| Document |
◇ ◇ ◇ ◇ ◇

For codependents and individuals with low self-esteem, healthy pride is unconscious. People may admire and compliment them, but they don’t feel deserving and trust them.
A goal of recovery is to fall closer to the middle, where we can feel pride without arrogance. Our greater self-esteem enhances our life, creativity, resilience, and mood.
We gain healthy self-assurance and ambition that fuel our self-efficacy and ability to accomplish our goals. With high self-esteem, we expect to succeed and likely will and can also tolerate disappointment and failures. We’re not defensive and can receive feedback. We ask for and pursue what we want.
Our self-regard empowers us to confront abuse or disrespect. Feeling worthy, we won’t hesitate to say no and set boundaries. Yet, we have empathy and consideration for others. Even though we seek to get our wants and needs met, we don’t manipulate, control, seek revenge, envy, or exploit people.
Recovery is a journey of self-love. Yet, people who pursue self-growth are sometimes labeled narcissistic because they focus on themselves as part of their recovery. Usually, they must learn to think more highly of themselves, grow their self-esteem, and set boundaries that reflect self-care.

◇ ◇ ◇ ◇ ◇

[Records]
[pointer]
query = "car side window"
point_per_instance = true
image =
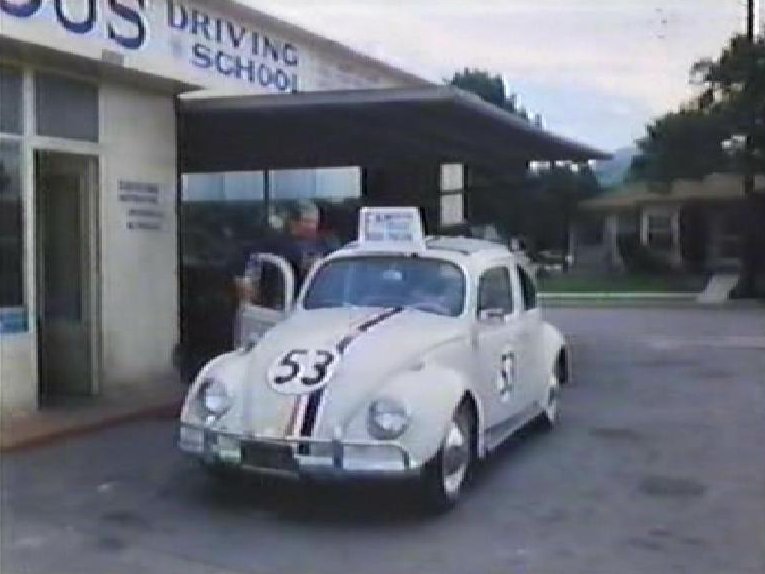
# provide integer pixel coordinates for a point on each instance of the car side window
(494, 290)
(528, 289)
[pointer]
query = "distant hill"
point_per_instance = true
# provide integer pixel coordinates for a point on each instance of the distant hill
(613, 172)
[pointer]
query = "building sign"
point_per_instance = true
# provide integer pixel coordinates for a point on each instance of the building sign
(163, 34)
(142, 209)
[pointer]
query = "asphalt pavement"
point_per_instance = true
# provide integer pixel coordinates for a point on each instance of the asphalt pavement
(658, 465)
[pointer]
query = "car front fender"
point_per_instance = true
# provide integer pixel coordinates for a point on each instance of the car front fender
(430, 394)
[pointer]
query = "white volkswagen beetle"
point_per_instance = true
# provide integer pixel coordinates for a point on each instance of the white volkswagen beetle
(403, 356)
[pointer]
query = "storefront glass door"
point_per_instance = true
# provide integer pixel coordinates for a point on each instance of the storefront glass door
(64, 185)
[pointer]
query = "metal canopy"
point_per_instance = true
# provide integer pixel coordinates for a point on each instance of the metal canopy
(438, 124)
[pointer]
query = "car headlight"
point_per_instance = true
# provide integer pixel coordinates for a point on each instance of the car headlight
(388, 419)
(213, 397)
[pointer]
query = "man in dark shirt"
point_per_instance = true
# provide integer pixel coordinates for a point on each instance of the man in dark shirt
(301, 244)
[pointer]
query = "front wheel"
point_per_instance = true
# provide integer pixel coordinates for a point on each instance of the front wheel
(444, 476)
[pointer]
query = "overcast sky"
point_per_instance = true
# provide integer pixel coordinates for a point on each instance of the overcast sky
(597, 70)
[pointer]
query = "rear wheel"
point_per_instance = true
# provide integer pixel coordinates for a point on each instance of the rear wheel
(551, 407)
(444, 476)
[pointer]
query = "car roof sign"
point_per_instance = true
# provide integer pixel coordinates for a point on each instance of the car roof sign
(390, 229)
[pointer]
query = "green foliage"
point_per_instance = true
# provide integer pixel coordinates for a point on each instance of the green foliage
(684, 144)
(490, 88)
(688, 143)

◇ ◇ ◇ ◇ ◇

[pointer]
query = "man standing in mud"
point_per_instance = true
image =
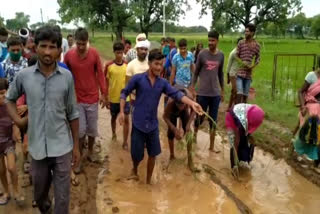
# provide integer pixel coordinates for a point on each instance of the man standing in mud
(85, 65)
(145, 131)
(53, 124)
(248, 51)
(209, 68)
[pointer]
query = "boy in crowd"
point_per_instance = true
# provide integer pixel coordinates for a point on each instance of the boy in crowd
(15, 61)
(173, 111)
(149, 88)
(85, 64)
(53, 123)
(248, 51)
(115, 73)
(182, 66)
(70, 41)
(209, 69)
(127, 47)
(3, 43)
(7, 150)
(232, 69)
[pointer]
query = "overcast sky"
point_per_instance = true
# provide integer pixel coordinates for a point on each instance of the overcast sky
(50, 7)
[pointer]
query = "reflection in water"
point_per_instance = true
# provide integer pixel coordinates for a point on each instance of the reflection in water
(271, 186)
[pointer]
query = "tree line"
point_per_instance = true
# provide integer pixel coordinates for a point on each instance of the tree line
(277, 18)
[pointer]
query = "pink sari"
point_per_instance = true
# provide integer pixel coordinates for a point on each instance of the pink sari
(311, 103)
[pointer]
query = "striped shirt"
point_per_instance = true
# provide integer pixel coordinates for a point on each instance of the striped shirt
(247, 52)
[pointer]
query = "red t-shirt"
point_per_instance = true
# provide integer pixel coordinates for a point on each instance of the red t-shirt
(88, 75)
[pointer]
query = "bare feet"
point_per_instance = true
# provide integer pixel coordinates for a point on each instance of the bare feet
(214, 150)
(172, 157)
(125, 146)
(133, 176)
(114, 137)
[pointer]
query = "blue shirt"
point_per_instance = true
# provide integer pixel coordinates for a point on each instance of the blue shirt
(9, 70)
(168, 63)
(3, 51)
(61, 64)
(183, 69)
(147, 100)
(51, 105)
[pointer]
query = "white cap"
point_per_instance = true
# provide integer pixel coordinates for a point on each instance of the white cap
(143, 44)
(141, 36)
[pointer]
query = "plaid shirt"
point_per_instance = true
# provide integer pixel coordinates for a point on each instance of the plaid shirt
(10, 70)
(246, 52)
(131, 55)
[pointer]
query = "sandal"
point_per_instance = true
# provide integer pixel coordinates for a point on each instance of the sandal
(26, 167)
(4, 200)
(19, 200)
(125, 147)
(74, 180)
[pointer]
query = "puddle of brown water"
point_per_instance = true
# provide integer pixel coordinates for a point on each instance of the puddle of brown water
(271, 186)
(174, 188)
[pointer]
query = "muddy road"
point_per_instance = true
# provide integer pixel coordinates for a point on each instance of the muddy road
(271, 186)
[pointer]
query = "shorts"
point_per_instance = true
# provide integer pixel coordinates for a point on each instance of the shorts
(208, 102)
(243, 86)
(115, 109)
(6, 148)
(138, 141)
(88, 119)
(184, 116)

◇ ◇ ◇ ◇ ◇

| Goal of the exercise |
According to the text on self-esteem and recovery, what is a goal of recovery?

| Answer for this exercise |
To fall closer to the middle, where one can feel pride without arrogance.